TABLEAU COMPARATIF

PROPOSITION DE RÉSOLUTION

tendant à créer une commission d'enquête chargée d'évaluer la structure et le montant de la dette extérieure de la France, ses incidences prévisibles sur l'évolution de la balance des paiements ainsi que la part prise par les entreprises publiques et les banques, dans l'évolution de la dette extérieure depuis 1981.

(Texte proposé par la Commission.)

Article premier.

Il est créé, en application des dispositions prévues par l'article 11 du Règlement du Sénat, une commission d'enquête chargée d'évaluer la structure et le montant de la dette extérieure de la France, ses incidences prévisibles sur l'évolution de la balance des paiements ainsi que la part prise par les entreprises publiques et les banques, dans l'évolution de la dette extérieure depuis 1981.

Art. 2.

Cette Commission, conformément à l'article 11 du Règlement du Sénat, est composée de 21 membres.

ANNEXE TECHNIQUE

1. Les informations fournies par le Gouvernement.

Le Gouvernement semble avoir fourni pour la première fois des informations intéressantes au Parlement, le 10 novembre 1982, en réponse à une question de M. le député François d'Aubert. Puis, il a publié, le 28 juin dernier, « une première évaluation de l'endettement extérieur de la France à moyen et long termes » au 31 décembre 1982. Le 15 novembre dernier, ces chiffres ont été actualisés à la date du 30 juin 1983. Selon M. Jacques Delors (3 ( * )) , aucun pays ne fournit actuellement « des éléments aussi complets » en matière d'endettement extérieur.

Tardif et peu spontané, cet effort gouvernemental est bienvenu dans son esprit, mais par trop imprécis, incomplet, discutable dans sa méthodologie. En cherchant à démontrer plus qu'à informer, il ne fournit au total qu'un sujet de controverses supplémentaires.

C'est ainsi que tout en prenant en considération les informations du ministre du Budget, de l'Économie et des Finances dans son numéro du 17 novembre, page 48, le journal Le Monde fournit aussi deux autres sources d'information, avec des évaluations bien différentes, entre lesquelles un lecteur, même averti, ne peut véritablement se prononcer.

En reprenant les informations de source gouvernementale, on constate que les estimations fournies sur l'endettement brut, schématiquement, ne prennent pas en compte les emprunts en devises contractés par les banques résidentes pour financer leurs activités de prêts à l'extérieur. Ces estimations n'intègrent pas, comme le signale la proposition de résolution, « la position à court terme des banques françaises, c'est-à-dire une position fortement débitrice - ce qui n'était pas le cas il y a deux ans - d'un montant proche de 90 milliards de francs ». Le montant du tirage sur l'emprunt de 2 milliards de dollars consenti par l'Arabie Saoudite reste inconnu. De surcroît, ces estimations se soldent par des considérations sur l'endettement net, bien discutables. En effet, d'une part les dates d'échéances dettes-créances ne coïncident pas nécessairement. D'autre part, et surtout, une part importante de ces créances sont douteuses du point de vue comptable mais non provisionnées, qu'il s'agisse de nos créances sur la Roumanie, la Pologne, le Mexique, l'Argentine, l'Iran ou le Brésil.

Entrées de données extraites:
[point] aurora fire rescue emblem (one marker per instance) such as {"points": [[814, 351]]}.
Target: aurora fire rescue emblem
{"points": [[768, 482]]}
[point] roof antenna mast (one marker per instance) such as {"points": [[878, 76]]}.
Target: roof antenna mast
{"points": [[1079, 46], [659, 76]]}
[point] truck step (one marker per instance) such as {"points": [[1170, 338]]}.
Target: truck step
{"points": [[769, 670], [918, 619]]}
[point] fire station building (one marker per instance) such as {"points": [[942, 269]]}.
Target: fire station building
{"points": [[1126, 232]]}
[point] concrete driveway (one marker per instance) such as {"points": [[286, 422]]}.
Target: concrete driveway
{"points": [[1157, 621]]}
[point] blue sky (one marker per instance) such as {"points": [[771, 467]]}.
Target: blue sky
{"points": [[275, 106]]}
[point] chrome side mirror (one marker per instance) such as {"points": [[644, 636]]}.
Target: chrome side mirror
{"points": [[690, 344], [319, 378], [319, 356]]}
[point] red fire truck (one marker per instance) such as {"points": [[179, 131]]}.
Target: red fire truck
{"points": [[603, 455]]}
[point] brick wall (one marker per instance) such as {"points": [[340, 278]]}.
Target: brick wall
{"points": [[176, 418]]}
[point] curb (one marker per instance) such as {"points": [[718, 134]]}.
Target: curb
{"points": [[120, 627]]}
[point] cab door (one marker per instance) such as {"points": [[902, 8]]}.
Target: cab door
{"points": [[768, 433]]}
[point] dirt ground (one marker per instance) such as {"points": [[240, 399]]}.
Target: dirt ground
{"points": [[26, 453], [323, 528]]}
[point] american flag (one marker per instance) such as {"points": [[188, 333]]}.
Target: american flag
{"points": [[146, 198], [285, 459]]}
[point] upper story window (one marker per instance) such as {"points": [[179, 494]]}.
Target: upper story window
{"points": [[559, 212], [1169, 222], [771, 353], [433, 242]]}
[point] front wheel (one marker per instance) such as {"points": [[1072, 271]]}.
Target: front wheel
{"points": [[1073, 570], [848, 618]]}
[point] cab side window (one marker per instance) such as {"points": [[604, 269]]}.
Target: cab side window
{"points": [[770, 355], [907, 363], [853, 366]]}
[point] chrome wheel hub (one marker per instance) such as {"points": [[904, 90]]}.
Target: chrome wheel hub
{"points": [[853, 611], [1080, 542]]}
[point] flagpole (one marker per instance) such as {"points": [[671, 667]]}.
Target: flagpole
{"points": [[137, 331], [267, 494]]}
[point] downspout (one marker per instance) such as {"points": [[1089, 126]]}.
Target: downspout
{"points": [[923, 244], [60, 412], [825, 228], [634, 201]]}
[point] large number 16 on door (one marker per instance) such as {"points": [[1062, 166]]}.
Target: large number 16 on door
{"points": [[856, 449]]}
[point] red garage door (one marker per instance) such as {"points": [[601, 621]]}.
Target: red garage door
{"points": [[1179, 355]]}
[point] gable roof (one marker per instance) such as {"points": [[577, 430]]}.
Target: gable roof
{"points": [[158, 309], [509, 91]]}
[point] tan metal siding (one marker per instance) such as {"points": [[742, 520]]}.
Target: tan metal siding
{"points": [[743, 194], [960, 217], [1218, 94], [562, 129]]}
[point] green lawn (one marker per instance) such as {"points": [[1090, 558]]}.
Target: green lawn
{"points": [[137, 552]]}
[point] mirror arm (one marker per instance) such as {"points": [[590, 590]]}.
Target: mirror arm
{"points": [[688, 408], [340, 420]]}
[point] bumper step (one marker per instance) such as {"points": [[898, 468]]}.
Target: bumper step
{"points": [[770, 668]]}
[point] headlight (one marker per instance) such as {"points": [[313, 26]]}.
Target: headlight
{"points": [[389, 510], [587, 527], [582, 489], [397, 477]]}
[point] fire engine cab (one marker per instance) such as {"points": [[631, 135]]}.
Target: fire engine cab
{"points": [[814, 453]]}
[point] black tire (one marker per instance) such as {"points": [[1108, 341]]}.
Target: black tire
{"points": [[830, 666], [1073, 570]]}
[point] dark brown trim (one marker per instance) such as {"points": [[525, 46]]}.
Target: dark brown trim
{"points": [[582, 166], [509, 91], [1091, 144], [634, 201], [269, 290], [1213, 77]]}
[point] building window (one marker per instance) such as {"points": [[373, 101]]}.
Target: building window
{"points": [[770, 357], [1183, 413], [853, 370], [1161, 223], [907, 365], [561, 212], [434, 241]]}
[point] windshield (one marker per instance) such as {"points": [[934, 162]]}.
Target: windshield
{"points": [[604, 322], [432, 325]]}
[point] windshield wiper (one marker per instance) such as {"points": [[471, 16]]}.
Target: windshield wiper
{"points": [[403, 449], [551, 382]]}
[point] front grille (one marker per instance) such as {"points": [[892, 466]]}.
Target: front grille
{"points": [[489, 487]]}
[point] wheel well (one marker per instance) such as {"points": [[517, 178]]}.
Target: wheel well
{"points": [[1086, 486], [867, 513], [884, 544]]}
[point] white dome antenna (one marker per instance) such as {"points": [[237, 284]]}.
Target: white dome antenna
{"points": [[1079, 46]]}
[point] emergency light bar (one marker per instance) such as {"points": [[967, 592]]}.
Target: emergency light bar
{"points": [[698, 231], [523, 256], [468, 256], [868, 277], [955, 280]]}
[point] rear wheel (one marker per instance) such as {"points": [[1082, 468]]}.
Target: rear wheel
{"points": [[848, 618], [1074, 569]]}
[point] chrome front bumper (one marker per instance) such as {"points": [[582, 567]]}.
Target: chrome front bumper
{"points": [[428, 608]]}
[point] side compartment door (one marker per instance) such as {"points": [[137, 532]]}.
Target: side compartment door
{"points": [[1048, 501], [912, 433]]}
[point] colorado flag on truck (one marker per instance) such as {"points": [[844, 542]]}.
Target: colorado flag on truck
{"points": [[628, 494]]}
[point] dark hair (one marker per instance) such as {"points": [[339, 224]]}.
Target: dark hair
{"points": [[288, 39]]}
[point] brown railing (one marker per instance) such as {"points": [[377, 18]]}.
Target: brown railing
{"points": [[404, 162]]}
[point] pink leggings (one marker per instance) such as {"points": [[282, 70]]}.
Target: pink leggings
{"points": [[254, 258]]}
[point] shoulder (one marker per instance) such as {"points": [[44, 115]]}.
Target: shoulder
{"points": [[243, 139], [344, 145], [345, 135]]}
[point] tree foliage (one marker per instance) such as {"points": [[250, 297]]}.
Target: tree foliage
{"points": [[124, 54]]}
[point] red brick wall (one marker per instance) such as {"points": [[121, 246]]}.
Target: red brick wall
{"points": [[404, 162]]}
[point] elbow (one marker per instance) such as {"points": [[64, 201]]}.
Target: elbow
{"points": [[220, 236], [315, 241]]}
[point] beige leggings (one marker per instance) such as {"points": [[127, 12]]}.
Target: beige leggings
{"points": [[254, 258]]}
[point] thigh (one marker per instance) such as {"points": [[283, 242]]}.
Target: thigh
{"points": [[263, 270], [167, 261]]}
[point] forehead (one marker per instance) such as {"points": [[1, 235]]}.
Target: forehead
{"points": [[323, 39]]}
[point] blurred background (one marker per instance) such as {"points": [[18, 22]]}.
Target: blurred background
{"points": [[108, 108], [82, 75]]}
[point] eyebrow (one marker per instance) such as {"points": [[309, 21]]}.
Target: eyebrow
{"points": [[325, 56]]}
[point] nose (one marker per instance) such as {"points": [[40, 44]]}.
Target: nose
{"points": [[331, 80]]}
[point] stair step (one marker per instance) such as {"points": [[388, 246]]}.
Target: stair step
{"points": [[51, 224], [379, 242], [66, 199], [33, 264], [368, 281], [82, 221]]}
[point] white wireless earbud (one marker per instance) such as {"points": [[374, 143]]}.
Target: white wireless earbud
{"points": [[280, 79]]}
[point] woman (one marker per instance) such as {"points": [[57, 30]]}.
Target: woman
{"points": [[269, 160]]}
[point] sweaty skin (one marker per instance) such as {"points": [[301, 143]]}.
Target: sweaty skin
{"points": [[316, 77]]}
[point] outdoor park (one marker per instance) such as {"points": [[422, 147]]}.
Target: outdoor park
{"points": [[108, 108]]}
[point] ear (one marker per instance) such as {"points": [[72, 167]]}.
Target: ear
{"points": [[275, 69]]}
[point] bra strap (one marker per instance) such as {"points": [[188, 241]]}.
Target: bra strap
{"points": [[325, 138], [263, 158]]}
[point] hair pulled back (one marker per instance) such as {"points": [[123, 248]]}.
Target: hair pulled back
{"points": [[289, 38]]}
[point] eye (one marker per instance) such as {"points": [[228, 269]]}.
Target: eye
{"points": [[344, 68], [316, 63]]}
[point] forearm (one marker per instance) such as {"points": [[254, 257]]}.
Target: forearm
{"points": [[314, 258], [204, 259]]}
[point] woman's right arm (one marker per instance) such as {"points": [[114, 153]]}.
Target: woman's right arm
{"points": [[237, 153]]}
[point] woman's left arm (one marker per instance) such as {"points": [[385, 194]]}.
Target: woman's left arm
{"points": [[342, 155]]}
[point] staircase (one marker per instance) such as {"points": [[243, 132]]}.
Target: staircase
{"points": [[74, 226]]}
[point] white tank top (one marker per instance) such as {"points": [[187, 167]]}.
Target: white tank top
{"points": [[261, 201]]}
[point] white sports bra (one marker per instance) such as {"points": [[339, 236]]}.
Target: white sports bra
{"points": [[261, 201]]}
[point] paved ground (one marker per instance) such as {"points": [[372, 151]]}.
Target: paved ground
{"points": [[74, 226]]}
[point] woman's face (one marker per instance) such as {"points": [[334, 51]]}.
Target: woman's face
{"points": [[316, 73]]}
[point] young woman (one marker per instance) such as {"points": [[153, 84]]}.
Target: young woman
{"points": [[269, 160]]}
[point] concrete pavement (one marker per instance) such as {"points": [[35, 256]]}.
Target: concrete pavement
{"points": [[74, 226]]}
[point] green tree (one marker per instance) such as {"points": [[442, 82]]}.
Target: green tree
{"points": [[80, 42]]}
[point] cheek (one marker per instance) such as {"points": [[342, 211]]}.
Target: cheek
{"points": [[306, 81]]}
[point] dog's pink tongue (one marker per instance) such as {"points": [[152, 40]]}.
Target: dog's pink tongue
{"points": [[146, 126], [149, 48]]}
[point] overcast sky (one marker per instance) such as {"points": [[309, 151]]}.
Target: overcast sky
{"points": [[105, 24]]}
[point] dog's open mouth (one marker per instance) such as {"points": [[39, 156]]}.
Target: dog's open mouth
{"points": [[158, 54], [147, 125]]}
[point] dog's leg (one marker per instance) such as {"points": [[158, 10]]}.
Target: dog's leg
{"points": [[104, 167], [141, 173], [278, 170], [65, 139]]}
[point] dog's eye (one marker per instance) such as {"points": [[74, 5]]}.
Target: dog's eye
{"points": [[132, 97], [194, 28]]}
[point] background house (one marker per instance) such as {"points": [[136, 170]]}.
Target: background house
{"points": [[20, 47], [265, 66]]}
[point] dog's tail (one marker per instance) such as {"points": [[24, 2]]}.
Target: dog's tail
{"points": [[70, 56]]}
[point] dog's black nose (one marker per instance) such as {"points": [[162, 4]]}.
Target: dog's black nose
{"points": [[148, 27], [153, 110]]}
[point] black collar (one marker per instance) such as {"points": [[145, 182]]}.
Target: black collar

- **Consignes**
- A) Pouvez-vous extraire tel quel, dans la proposition de résolution, le passage qui s'ouvre sur les mots contenant « Cette Commission, conformément » et se ferme sur « matière d'endettement extérieur. » ?
- B) Pouvez-vous extraire chaque ligne des entrées qui contient la chaîne « tank », en tenant compte de la casse ?
La proposition de résolution et les entrées n'ont aucun lien entre elles.

- **Réponses fournies**
- A)
Cette Commission, conformément à l'article 11 du Règlement du Sénat, est composée de 21 membres.

ANNEXE TECHNIQUE

1. Les informations fournies par le Gouvernement.

Le Gouvernement semble avoir fourni pour la première fois des informations intéressantes au Parlement, le 10 novembre 1982, en réponse à une question de M. le député François d'Aubert. Puis, il a publié, le 28 juin dernier, « une première évaluation de l'endettement extérieur de la France à moyen et long termes » au 31 décembre 1982. Le 15 novembre dernier, ces chiffres ont été actualisés à la date du 30 juin 1983. Selon M. Jacques Delors (3 ( * )) , aucun pays ne fournit actuellement « des éléments aussi complets » en matière d'endettement extérieur.

- B)
[point] white tank top (one marker per instance) such as {"points": [[187, 167]]}.
Target: white tank top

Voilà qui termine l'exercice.